_Required action_
Answer these questions from the peony mildew article below.
(a) In what year did the writer first notice white mildew coating peony leaves?
(b) What three things must be present at the same time for any plant disease infection to occur?
(c) What ingredients go into the homemade spray recipe the writer saw on a website?

_Supplied passage_
───

By Don Hollingsworth, 2014
My lifetime recollection of weather related, plant-damaging events are numerous, going back into the mid-1930s. Drought, dust storm and deep freeze; more recently ice and microburst dumping tree tops into the tree peonies; mid-summer hail and wind ripping leaves from the peonies. And, while there have been plenty of years with abundant leaf fungi, it was not until 2014 that I noticed the striking sight of white mildew coating peony leaves. However, I know this is not entirely new. I have had a few inquiries about white coating on peony leaves throughout the recent decade, mostly coming from peony enthusiasts in the Eastern and Northeastern United States. The gist of my answers has been to refer the inquirer to the local office of the appropriate State Agricultural Extension Service for advice. Still relevant advice, but now I have had reason to make a more thorough investigation of the subject.
In Mid-June, I spotted one peony, among thousands of them, having white coated leaflets on its exposed north side. By the next day when I returned with my camera it had rained. Much of the white layer was gone, it being made up of the infective spores produced by powdery mildew. By then the residual color was more grayish, as seen in the photo illustration herewith. The symptoms are first visible as small grayish white spots. Under favorable weather conditions the spots expand, coming together across the leaf surface. With the wind blowing these spores, the various stages of development can be seen to progress to other plants from the earliest infection site, spread on air currents.
A web search did not turn up an explanation why powdery mildew is only now taking hold on peonies, while it has long been known to affect other commonly grown ornamental plants. Powdery mildew is understood to generally show up on susceptible plants beginning late spring when hot, humid days are followed by cool nights. That is the necessary environmental support. However, as with any plant disease, infection can occur only when there is the three-part combination of a host plant, the infective agent of the disease and a supportive environment present, all at the same time, sometimes referred to as the infective triangle. What we hear most about in the garden media is products for sale to prevent success of the infection. However, as with all peony leaf fungi the first line of defense is to clean up and destroy all infected plant parts at season's end, to reduce the next season infective pressure.
FALL CLEANUP TIP
Most of us get around to cutting down peony foliage after frost and maybe before the discomfort of winter, too often doing so late enough that many dried leaves have already fallen to the ground. When that is the situation, the desired recovery of those broken up leaves is pretty much a lost cause, thus the spores for next season overwinter right there where our peonies are growing. When we have had a season where there was notable disease occurrence, it is good to clean up the old peony tops before the leaves dry up, which is best accomplished well before frost. This logic applies to the management of disease risk from all leaf fungi, not just mildew. Also, mildew preventative sprays, when repeated each time washed off by rain or following a label recommended interval, can interrupt the infective cycle. Doing so, however, is not pleasant and requires quite a commitment. Interesting, perhaps, I noticed a recipe for a homemade spray on a website, a Massachusetts Master Gardeners' document: in a quart of water add a few drops of liquid dish soap and a teaspoon of baking soda. If it works it might be less off-putting to mess with than a stronger chemical, but it would seem to be easily washed off by a small rain.

───

_Supplied data_
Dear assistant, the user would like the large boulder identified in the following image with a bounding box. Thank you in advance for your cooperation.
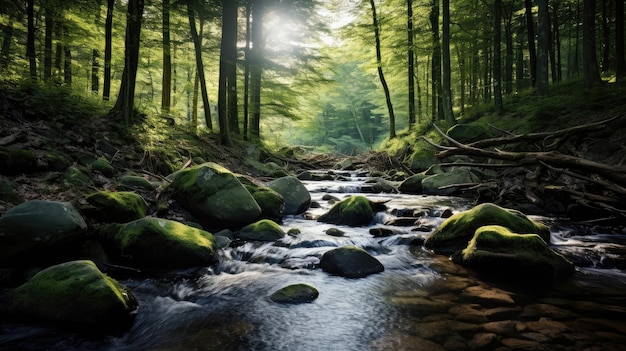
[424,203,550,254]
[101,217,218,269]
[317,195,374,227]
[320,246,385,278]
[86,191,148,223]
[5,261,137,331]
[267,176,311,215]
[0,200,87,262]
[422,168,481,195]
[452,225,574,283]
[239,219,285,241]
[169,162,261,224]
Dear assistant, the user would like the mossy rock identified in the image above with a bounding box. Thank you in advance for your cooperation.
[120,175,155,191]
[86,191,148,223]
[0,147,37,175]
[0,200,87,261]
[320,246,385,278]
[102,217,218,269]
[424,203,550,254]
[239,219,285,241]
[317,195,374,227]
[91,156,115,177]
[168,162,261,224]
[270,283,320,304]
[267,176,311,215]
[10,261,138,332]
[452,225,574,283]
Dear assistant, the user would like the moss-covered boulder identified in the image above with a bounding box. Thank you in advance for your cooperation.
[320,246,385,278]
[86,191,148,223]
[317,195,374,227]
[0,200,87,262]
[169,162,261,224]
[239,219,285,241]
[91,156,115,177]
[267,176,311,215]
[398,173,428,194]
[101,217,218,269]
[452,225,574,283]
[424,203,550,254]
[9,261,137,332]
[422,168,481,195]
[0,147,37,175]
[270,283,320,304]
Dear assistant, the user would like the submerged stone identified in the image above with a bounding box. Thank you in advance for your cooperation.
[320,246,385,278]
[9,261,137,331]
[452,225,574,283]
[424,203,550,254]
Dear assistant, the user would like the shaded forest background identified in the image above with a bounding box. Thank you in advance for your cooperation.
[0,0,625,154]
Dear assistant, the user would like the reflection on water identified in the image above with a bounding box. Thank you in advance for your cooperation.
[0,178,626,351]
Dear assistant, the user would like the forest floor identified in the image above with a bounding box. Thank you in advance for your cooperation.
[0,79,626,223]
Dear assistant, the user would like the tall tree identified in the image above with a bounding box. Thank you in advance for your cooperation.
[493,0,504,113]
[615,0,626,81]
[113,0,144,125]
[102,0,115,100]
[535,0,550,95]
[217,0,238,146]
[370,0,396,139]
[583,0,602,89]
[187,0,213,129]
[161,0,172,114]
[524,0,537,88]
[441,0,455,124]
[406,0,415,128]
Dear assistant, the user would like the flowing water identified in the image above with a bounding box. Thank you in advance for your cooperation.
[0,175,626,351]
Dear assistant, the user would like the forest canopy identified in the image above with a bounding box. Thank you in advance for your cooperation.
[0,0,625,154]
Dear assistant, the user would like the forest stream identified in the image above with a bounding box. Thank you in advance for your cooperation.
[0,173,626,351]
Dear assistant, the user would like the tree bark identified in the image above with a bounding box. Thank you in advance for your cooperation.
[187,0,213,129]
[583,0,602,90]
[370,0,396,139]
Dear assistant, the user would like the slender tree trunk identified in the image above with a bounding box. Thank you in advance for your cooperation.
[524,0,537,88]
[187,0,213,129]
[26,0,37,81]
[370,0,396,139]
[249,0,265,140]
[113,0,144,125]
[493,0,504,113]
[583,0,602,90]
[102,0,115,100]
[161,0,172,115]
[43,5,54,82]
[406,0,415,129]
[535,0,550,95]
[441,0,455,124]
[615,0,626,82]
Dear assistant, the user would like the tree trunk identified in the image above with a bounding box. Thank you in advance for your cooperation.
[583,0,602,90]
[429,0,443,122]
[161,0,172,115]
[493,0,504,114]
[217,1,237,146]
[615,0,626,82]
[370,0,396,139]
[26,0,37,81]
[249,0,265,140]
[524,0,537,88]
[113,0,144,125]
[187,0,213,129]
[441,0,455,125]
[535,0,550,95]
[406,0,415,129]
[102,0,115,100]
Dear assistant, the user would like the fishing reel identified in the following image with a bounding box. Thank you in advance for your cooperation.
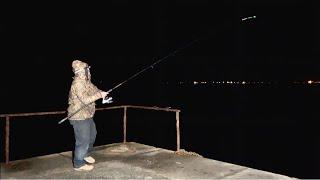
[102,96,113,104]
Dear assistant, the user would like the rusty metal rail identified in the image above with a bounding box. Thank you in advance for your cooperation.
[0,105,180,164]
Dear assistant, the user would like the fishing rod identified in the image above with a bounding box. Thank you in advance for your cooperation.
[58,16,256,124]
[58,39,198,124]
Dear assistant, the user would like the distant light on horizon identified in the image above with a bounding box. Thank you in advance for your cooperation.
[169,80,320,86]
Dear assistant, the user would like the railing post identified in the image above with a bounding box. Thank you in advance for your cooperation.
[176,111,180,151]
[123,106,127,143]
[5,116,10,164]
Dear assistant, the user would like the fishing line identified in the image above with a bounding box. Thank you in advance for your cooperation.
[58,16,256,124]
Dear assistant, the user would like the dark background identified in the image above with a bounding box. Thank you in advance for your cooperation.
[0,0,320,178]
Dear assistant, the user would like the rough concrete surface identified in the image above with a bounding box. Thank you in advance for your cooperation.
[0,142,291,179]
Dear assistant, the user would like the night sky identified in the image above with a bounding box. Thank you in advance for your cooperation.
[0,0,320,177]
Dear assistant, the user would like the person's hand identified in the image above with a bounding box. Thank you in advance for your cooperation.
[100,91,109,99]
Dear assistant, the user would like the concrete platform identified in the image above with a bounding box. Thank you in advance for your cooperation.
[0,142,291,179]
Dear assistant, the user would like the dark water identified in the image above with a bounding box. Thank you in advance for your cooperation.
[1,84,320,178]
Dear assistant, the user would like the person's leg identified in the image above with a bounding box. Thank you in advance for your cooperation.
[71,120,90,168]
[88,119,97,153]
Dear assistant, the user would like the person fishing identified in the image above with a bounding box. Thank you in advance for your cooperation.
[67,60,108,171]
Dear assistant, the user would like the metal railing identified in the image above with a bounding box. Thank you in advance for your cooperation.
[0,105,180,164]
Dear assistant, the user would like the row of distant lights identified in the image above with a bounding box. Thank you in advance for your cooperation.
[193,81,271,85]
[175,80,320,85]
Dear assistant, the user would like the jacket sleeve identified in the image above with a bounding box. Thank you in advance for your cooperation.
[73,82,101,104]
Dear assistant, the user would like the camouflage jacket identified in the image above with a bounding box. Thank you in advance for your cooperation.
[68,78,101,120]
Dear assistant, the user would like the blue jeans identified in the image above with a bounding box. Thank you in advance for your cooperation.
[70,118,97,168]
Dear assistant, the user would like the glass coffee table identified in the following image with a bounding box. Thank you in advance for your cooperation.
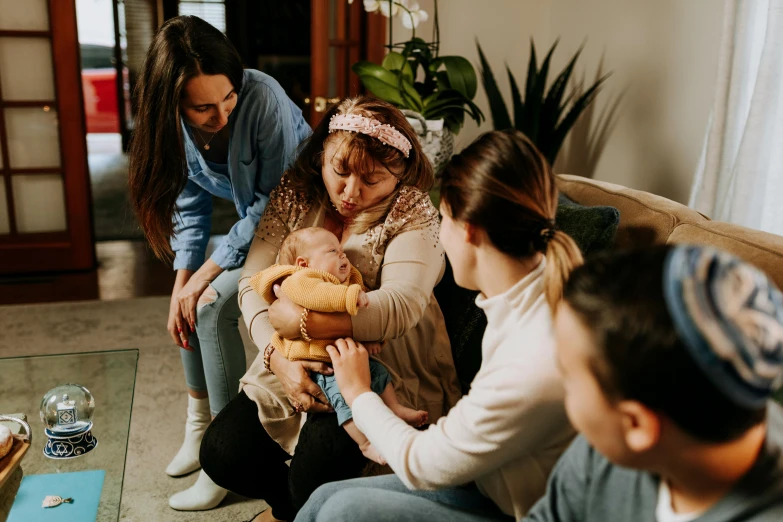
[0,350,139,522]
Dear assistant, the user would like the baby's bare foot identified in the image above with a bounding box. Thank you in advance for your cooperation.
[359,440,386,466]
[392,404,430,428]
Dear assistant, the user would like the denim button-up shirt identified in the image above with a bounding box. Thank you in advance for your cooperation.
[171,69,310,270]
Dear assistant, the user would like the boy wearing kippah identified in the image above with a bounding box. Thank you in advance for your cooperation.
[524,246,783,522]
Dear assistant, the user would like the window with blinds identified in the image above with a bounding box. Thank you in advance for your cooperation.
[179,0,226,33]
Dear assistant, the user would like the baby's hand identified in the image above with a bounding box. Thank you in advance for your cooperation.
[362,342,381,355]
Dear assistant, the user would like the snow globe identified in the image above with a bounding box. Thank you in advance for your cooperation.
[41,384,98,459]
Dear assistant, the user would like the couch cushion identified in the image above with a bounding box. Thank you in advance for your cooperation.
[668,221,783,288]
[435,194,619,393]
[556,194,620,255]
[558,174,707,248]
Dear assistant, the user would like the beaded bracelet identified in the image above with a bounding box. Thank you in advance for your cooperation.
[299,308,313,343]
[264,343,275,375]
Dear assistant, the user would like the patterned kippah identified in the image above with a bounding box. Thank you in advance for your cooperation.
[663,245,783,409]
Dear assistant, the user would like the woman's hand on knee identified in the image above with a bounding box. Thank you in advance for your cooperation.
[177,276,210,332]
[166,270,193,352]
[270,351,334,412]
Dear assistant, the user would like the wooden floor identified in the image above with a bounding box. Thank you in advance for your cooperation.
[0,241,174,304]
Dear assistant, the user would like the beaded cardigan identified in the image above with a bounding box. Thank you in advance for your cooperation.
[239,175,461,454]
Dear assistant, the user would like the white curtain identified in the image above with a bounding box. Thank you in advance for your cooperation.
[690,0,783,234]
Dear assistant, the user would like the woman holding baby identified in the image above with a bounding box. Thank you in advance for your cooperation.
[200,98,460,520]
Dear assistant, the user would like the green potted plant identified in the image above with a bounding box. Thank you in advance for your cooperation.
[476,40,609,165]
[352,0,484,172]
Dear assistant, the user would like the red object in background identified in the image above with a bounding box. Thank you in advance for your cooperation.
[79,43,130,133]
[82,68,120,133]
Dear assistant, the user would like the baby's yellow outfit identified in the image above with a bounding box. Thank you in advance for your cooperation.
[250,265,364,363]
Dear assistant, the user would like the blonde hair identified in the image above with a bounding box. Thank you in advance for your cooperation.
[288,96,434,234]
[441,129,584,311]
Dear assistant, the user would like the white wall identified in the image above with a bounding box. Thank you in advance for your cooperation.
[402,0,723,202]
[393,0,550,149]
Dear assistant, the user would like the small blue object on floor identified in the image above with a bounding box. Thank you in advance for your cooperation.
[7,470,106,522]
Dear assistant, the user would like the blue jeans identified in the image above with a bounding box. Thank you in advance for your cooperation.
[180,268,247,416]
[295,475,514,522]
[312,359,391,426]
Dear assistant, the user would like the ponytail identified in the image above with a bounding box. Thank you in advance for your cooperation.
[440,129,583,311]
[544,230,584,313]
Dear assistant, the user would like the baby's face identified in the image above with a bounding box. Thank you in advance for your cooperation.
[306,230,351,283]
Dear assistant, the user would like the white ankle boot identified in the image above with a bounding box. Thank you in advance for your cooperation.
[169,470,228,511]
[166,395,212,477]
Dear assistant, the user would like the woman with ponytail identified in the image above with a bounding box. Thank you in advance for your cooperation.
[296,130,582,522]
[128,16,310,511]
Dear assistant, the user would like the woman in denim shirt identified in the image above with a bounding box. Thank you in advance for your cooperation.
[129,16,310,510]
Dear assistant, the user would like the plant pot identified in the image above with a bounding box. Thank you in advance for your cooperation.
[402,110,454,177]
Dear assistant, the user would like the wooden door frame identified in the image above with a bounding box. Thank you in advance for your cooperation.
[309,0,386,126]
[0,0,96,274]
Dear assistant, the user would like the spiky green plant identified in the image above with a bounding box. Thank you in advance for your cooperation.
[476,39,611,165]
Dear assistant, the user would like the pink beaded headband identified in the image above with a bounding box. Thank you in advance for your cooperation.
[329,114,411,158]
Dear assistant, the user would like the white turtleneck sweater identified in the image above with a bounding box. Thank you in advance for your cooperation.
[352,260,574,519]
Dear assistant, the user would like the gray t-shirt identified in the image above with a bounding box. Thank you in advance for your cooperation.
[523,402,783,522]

───

_Solution to this problem_
(a) 2014.
(b) A host plant, the infective agent of the disease, and a supportive environment.
(c) A quart of water, a few drops of liquid dish soap, and a teaspoon of baking soda.